→ **Document excerpt**
= = = = = = =

And the idea that there were demons out there just didn't cross our minds. I read the Gospels, how Jesus cast out demons. But I remember at too late an age to be excusable, I must have been at least 12 or 13, the first time some missionaries at our Baptist church came home from a furlough and shared some of their encounters with demons.
They'd have a feel. I remember, it's like a light one. There's demons? I mean, I knew I'd read about demons, but it never occurred to me there might be demons still.
Where did I think they'd gone? You know, I never... It just never... It's like I lived in a total, you know, not a clue kind of condition that there was a spiritual realm. And that's true in many religious people, of course. No, they didn't... Right.
Right, the demons must have gone the way of the gifts because the church I was in didn't believe in the gifts either. But they didn't discuss that they weren't around. They just didn't discuss them at all.
We lived in an obliviousness to their existence. Well, today, even in charismatic circles... See, I'll tell you, when I became a charismatic, when I got baptized in the Spirit, I became aware of the spiritual realm. I was aware of the occult.
I was aware of demons. I was aware of the need to cast out demons. I was... You know, spiritual awareness just kind of woke up in me at a time like that.

= = = = = = =

→ **Recorded data**
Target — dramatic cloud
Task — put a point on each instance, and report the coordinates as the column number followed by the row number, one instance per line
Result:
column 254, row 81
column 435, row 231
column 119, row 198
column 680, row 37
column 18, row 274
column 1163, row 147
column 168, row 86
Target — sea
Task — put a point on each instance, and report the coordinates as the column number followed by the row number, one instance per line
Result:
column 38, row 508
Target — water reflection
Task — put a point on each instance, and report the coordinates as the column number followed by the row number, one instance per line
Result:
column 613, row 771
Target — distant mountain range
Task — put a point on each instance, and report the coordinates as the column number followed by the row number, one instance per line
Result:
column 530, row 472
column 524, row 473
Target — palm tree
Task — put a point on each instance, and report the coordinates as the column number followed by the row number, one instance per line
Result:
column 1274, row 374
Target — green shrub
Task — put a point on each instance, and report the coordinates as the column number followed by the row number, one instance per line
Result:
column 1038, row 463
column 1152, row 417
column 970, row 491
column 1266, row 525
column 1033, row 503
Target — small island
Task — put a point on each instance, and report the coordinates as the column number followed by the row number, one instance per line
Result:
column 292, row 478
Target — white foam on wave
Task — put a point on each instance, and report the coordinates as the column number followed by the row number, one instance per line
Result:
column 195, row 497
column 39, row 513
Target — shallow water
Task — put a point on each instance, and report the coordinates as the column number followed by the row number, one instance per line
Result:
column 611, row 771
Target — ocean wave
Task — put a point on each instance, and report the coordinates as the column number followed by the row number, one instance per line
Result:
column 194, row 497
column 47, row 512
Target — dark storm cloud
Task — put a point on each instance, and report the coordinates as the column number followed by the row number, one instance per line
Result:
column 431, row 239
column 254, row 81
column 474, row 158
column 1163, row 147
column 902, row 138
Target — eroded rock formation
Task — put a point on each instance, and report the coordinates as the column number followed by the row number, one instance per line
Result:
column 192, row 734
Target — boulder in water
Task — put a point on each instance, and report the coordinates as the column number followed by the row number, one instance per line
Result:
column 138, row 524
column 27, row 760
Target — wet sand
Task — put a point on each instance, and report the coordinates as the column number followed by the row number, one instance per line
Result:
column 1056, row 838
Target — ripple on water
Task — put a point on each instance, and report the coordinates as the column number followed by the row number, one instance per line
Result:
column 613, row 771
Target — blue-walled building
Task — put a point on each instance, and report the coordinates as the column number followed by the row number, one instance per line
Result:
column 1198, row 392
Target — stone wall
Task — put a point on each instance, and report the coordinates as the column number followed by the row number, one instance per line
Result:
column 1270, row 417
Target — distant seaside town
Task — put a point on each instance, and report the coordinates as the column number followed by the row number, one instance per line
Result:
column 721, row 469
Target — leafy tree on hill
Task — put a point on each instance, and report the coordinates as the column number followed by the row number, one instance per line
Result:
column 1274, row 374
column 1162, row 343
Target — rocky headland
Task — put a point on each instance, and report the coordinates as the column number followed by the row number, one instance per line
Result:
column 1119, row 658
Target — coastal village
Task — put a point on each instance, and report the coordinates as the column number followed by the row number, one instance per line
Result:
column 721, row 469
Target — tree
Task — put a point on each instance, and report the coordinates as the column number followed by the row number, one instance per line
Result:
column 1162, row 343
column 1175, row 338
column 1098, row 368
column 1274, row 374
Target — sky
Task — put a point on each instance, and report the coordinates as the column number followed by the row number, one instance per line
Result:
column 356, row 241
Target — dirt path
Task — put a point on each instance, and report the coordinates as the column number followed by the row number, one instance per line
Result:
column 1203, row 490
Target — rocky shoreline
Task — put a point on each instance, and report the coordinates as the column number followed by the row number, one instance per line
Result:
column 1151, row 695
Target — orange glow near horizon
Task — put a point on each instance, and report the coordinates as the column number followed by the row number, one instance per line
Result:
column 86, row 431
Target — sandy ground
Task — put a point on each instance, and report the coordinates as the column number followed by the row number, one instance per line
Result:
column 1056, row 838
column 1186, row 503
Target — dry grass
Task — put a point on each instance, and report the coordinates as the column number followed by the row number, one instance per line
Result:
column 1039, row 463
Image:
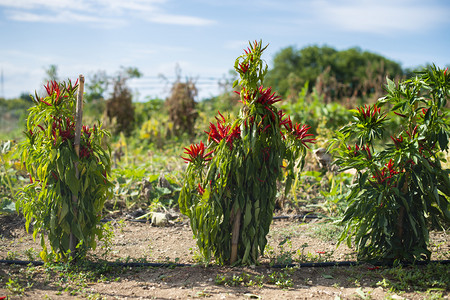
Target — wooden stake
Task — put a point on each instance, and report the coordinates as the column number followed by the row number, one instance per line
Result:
column 73, row 241
column 235, row 235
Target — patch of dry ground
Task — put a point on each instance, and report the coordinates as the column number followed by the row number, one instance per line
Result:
column 289, row 241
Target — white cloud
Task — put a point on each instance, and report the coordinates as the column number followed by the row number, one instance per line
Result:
column 163, row 18
column 112, row 12
column 62, row 17
column 381, row 17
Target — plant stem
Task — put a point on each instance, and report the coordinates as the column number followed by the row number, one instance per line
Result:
column 235, row 235
column 73, row 241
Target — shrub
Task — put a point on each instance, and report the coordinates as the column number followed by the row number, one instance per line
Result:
column 66, row 193
column 230, row 183
column 401, row 191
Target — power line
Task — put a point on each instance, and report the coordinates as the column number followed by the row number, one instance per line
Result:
column 2, row 84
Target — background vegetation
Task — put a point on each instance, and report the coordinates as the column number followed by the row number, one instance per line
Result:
column 318, row 86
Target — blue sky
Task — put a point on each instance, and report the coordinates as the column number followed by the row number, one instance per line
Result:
column 203, row 37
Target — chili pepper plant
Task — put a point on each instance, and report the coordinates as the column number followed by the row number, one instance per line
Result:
column 230, row 182
column 57, row 174
column 401, row 192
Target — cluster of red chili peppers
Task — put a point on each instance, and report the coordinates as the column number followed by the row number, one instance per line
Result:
column 385, row 176
column 369, row 114
column 222, row 131
column 196, row 153
column 365, row 150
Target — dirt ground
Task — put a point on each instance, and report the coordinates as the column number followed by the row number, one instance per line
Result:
column 290, row 241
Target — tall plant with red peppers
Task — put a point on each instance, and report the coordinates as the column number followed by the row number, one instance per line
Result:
column 401, row 192
column 49, row 156
column 230, row 184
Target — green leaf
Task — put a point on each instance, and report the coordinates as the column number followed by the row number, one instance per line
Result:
column 443, row 139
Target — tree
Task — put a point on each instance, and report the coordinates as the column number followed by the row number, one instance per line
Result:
column 119, row 108
column 347, row 73
column 181, row 105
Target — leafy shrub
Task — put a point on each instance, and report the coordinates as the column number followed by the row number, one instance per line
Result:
column 231, row 183
column 67, row 189
column 401, row 191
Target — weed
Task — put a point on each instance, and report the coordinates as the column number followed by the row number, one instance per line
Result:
column 282, row 279
column 15, row 287
column 243, row 279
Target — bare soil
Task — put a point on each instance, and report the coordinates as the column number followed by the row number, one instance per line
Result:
column 290, row 241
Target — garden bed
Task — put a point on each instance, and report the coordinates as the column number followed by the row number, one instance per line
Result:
column 291, row 241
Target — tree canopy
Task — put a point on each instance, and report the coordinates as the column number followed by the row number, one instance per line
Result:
column 339, row 73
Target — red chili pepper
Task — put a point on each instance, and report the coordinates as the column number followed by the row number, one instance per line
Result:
column 399, row 114
column 54, row 175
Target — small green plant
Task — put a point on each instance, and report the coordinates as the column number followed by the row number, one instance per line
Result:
column 15, row 287
column 282, row 279
column 67, row 187
column 231, row 183
column 401, row 191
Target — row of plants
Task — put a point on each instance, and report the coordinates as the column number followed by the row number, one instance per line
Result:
column 231, row 182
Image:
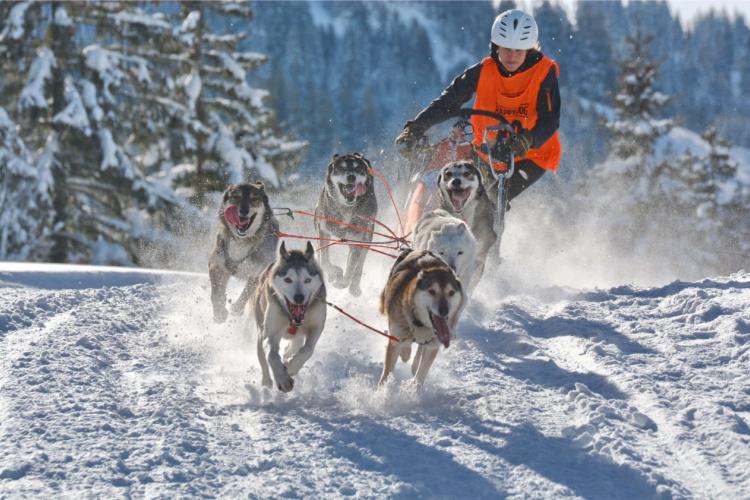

= = = = = = =

→ **Requests**
1 – Based on the transcript on demons, say whether each statement agrees with it. Answer yes or no, and quote the deciding words.
(a) The speaker was at least 12 or 13 when missionaries shared their encounters with demons.
(b) The church the speaker attended believed in the gifts.
(c) Being baptized in the Spirit made the speaker aware of the occult.
2 – Answer these questions using the transcript on demons:
(a) At what kind of church did the missionaries share their encounters?
(b) What had the missionaries come home from?
(c) Besides demons, what need did the speaker become aware of?
3 – From the transcript on demons, reproduce word for word the part that opens with the words containing "Where did I" and closes with "of the occult.".
The records above are material separate from the transcript on demons.

→ **Solutions by task**
1 –
(a) Yes: "I must have been at least 12 or 13"
(b) No: "the church I was in didn't believe in the gifts either"
(c) Yes: "when I got baptized in the Spirit, I became aware of the spiritual realm. I was aware of the occult."

2 –
(a) A Baptist church
(b) A furlough
(c) The need to cast out demons

3 –
Where did I think they'd gone? You know, I never... It just never... It's like I lived in a total, you know, not a clue kind of condition that there was a spiritual realm. And that's true in many religious people, of course. No, they didn't... Right.
Right, the demons must have gone the way of the gifts because the church I was in didn't believe in the gifts either. But they didn't discuss that they weren't around. They just didn't discuss them at all.
We lived in an obliviousness to their existence. Well, today, even in charismatic circles... See, I'll tell you, when I became a charismatic, when I got baptized in the Spirit, I became aware of the spiritual realm. I was aware of the occult.